PROMPT:
Reproduce the records below word for word, starting at the line containing "Exercise. Pick out the conductor" and continuing through the end of the records. Leave the pictures out of your copy.

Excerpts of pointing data

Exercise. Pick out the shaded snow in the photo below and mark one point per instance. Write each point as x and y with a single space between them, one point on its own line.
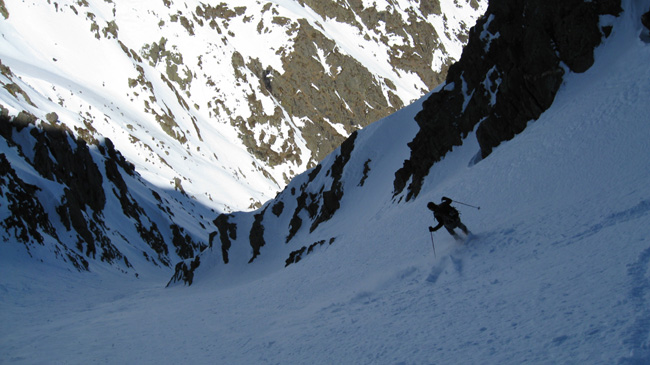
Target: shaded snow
557 271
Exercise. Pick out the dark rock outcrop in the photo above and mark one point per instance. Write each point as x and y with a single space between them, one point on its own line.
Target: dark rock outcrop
509 73
73 180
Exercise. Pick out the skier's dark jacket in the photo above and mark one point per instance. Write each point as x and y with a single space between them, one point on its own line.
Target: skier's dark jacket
445 214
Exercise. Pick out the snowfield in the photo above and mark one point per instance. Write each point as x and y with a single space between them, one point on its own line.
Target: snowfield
557 269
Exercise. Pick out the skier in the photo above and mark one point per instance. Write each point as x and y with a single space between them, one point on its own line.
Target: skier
447 216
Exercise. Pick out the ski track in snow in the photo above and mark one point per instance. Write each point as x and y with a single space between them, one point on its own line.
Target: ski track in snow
556 271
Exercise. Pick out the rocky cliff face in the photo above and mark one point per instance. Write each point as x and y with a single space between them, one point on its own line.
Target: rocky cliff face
258 91
508 75
85 205
122 122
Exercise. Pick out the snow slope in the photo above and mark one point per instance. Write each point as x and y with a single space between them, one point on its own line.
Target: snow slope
557 271
174 83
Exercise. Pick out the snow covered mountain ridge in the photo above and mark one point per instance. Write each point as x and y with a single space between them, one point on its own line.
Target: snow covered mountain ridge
557 270
227 100
508 75
129 125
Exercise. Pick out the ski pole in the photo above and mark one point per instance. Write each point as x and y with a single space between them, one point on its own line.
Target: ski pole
433 244
456 201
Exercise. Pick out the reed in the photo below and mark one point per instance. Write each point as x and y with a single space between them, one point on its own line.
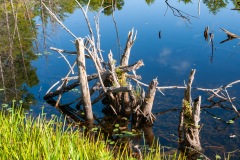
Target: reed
24 137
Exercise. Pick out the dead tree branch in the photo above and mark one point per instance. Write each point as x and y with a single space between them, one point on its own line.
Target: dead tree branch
83 80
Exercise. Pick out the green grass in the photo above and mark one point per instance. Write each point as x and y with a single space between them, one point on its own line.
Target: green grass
24 137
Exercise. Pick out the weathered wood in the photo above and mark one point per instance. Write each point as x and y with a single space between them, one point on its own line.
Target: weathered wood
189 127
230 36
69 87
132 67
129 44
83 80
112 69
148 100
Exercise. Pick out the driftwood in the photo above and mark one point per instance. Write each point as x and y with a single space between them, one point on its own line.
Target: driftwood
83 82
116 92
146 107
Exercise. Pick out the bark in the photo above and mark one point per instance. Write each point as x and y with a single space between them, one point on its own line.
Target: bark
148 100
189 127
83 80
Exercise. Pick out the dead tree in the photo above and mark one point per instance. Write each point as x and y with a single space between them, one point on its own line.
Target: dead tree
83 82
189 127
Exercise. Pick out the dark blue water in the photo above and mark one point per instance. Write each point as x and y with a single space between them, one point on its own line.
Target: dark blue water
170 58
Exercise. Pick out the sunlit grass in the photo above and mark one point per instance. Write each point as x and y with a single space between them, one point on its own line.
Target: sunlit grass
24 137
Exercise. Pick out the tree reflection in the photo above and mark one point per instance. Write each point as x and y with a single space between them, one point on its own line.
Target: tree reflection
108 5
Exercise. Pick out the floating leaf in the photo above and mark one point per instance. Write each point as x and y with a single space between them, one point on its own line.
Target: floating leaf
218 157
39 54
112 142
94 129
230 122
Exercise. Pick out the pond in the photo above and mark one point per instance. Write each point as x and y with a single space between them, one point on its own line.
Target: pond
170 41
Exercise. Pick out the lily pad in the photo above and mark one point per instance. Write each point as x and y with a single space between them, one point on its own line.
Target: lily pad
230 122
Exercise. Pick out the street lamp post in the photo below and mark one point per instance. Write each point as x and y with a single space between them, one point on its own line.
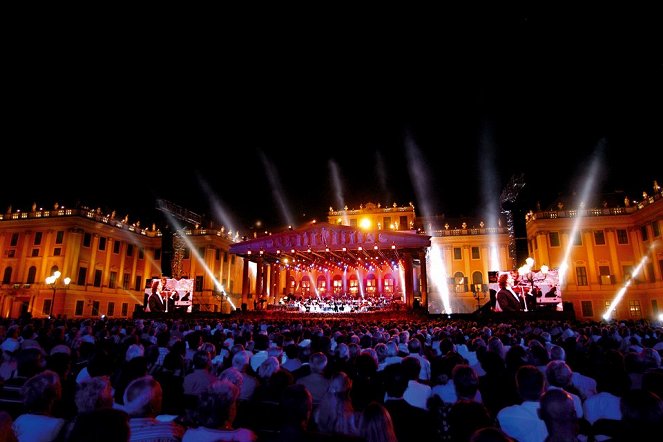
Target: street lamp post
52 281
479 294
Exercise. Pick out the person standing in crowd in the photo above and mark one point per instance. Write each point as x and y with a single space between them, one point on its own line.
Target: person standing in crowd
155 302
507 299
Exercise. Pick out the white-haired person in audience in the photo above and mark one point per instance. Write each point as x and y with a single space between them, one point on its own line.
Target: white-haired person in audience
241 361
335 414
558 375
201 378
558 413
316 382
522 422
215 414
40 393
585 384
142 402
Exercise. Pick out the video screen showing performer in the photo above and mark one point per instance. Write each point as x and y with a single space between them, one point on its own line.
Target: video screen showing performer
170 295
534 291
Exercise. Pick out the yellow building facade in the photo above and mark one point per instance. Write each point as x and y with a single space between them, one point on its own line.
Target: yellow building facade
103 264
614 256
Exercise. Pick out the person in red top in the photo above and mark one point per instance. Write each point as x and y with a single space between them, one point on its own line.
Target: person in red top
507 299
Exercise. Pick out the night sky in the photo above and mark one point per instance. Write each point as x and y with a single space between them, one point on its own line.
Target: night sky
254 119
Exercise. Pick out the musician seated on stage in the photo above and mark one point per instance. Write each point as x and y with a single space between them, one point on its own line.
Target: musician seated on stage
552 293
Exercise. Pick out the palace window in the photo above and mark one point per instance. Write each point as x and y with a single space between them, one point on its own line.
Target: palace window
338 285
622 236
554 239
599 238
581 275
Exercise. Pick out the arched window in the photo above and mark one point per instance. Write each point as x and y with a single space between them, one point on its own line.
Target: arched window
322 284
353 285
31 275
371 284
388 284
306 285
7 277
337 283
460 282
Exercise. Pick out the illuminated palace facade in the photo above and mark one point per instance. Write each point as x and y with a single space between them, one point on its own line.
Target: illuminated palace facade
615 255
103 264
373 251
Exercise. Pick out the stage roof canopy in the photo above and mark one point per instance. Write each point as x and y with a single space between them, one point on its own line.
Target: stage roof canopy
326 246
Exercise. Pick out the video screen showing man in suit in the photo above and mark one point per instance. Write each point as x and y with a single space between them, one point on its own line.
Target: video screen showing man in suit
534 291
170 295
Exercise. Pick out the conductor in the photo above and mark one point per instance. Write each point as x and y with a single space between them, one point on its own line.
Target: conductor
507 299
155 302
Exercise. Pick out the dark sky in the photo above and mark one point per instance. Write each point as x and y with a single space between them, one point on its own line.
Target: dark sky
116 121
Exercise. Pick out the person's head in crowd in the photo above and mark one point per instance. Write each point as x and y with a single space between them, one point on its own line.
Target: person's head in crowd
414 346
6 431
94 393
651 358
465 417
261 342
642 414
558 412
201 360
653 381
372 353
335 414
516 356
143 397
558 374
466 381
292 351
530 383
490 434
101 364
395 381
133 351
557 353
491 362
233 375
61 364
411 367
41 391
241 360
366 365
376 425
382 351
101 425
268 367
318 362
538 355
496 345
29 362
217 406
297 406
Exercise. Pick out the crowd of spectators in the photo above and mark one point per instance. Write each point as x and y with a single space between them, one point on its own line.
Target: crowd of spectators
296 378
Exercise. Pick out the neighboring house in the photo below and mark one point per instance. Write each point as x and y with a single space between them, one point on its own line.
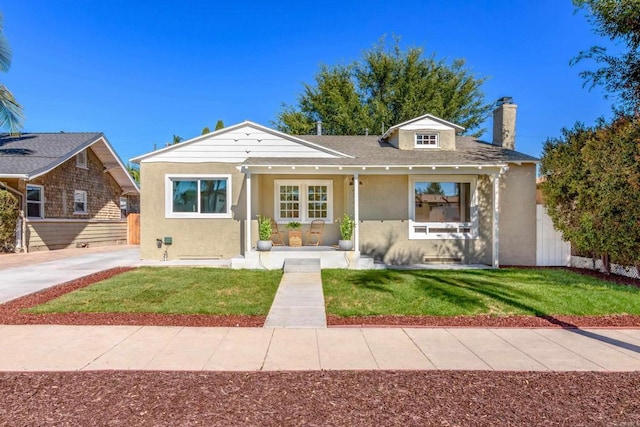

ANSWER TO THIS PROBLEM:
Exercise. Pick out the conductor in the photo above and mark one point per instance. Write each point as x and y with a single space between them, one point on its own line.
Target: conductor
507 299
155 302
Exercise. Pick out the dark sky in the photo above and mark one point per instance. Write each point as x and y with a single space between them, one point on its own line.
Target: dark sky
116 121
Exercise. Pick out the person's head in crowd in the photo above and mark one point per instance. Write each point as x and y with a single space between them, one point on its own line.
Target: person's head in crowd
414 346
6 431
94 393
651 358
465 417
261 342
642 414
558 412
201 360
653 381
372 353
335 414
516 356
143 397
558 374
466 381
292 351
530 383
490 434
101 364
395 381
133 351
557 353
491 362
233 375
61 364
411 367
41 391
241 360
366 365
376 425
382 351
101 425
268 367
318 362
538 355
496 345
29 362
217 406
297 406
Exercise. Pick out the crowd of spectators in the photo above and mark one point per instance. Write each point as x and y with a single space between them, one point on its own line.
Target: crowd of spectators
296 378
Exercise. Pick out the neighboring house in the photo below and mark one point per instance. Write each point as x and y with a single space between them, one point on its own line.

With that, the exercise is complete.